**ACTIVITY:**
Give back the line below containing "sample of the" and every later line, exactly.
───── AVAILABLE RECORDS ─────
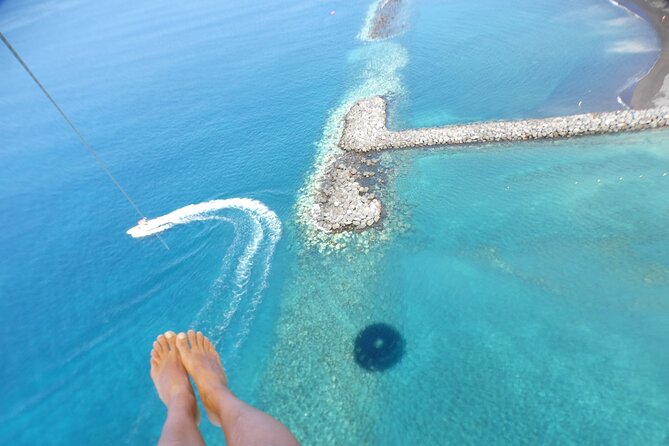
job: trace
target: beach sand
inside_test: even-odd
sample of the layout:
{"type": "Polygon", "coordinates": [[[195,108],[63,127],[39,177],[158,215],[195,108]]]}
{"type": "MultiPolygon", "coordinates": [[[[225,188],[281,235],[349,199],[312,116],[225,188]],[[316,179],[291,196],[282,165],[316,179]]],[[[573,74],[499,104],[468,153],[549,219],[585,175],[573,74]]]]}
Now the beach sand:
─────
**RESULT OF THIS TASK:**
sample of the layout:
{"type": "Polygon", "coordinates": [[[195,108],[63,127],[39,177],[158,215],[195,108]]]}
{"type": "MultiPolygon", "coordinates": [[[[225,188],[281,235],[349,199],[312,116],[225,188]],[[316,179],[291,196],[282,165],[316,179]]],[[[573,74],[499,104],[468,153],[549,219],[585,175],[573,74]]]]}
Now the beach sand:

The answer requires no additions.